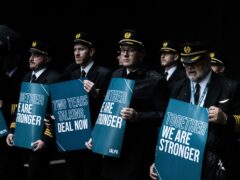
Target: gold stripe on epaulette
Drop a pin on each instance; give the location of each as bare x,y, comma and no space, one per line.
237,120
194,53
13,125
81,40
167,48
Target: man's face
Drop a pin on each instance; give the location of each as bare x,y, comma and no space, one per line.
168,59
218,69
82,54
130,56
198,70
36,61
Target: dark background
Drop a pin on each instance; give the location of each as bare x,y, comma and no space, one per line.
56,22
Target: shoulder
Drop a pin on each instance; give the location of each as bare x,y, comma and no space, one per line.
52,76
71,67
225,83
118,72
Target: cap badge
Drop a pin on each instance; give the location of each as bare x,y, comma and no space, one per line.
78,35
34,44
187,49
212,55
127,35
165,44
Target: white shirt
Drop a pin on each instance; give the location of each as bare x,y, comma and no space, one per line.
170,72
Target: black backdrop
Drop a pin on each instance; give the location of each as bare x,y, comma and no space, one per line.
56,22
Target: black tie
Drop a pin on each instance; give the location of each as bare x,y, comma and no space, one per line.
83,74
33,78
196,94
165,74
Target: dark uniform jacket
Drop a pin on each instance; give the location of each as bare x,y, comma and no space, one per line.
100,76
177,75
150,98
84,164
221,142
47,77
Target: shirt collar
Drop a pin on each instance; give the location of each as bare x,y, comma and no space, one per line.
171,71
39,72
88,67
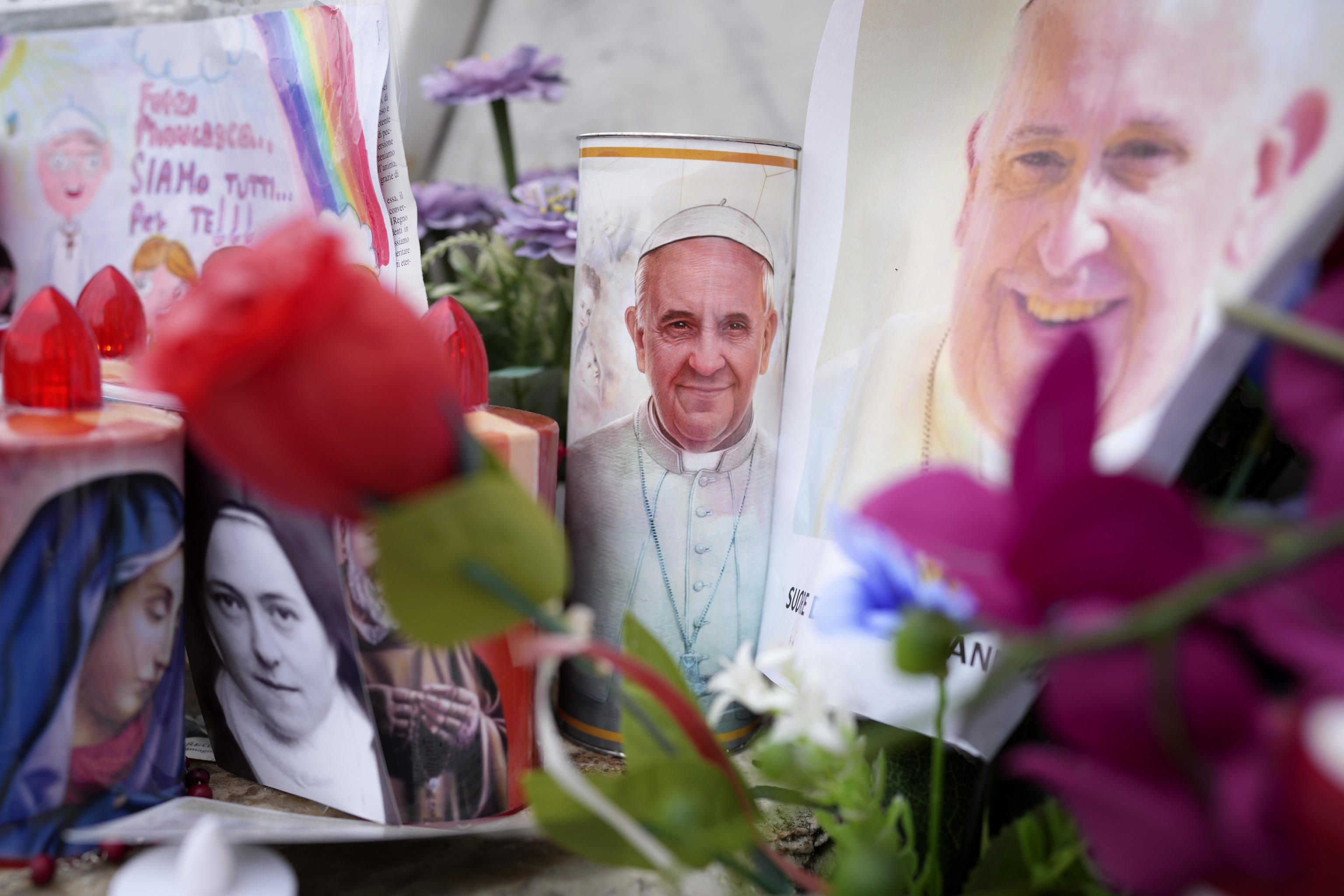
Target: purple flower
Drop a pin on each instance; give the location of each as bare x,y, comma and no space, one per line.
448,206
517,76
890,581
543,218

**Your objective:** Rewrite the lines from the one containing "Target: white shirt" through the end of the records, inclusive, replacing "pin" with "marker" and changing nothing else. Leave the pictures out.

**Solution to this problem:**
Target: white shirt
Drop a marker on each instance; give the location of each as bare x,y, comma and no space, one per line.
170,72
Target: black backdrop
Drop a marker on each instance; give the location of each as bare x,y, comma and no space, one per line.
56,22
Target: black tie
Drop a marker on each instance; give the location of each as bare x,y, comma and no space, one per line.
83,74
33,78
196,94
165,74
Target: dark uniform jacket
Drop a marker on each instance; give the location of each as bare x,y, comma and no space, one per line.
100,76
177,75
150,98
84,164
221,142
47,77
Target: shirt collar
Drop a marker on each instance; give the location of each as bare x,y, comma and no space, one per line.
171,71
39,72
88,67
Target: purple flower
Drop a marker on each instance; give the location of each as bare x,y, comma and no space, one per line.
448,206
517,76
890,581
543,218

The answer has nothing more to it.